▸ **Given records**
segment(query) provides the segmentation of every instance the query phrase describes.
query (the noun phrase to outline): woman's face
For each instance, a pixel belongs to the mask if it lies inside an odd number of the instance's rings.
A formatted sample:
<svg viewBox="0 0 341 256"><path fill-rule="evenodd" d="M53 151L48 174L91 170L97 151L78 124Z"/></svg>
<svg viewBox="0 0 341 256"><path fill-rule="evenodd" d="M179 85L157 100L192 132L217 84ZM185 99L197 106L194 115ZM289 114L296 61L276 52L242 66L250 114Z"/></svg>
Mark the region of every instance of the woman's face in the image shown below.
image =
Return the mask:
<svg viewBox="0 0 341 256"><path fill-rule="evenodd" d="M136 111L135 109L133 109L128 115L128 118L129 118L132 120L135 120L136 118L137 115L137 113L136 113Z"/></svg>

▸ **Task objective**
All of the entries should be written out again exactly.

▸ **Finished answer**
segment(query) provides the segmentation of every instance the query phrase describes.
query (the noun phrase to outline): woman's face
For each instance, a pixel belongs to the mask if it lies inside an odd number of the instance's rings.
A formatted sample:
<svg viewBox="0 0 341 256"><path fill-rule="evenodd" d="M53 151L48 174L91 170L97 151L78 124Z"/></svg>
<svg viewBox="0 0 341 256"><path fill-rule="evenodd" d="M179 85L157 100L192 132L217 84ZM185 99L197 106L194 115ZM289 114L296 61L276 52L242 66L250 114Z"/></svg>
Mark the region of every instance of the woman's face in the image shown below.
image =
Return the mask:
<svg viewBox="0 0 341 256"><path fill-rule="evenodd" d="M136 111L135 109L133 109L128 115L128 118L129 118L132 120L135 120L136 118L137 115L137 113L136 113Z"/></svg>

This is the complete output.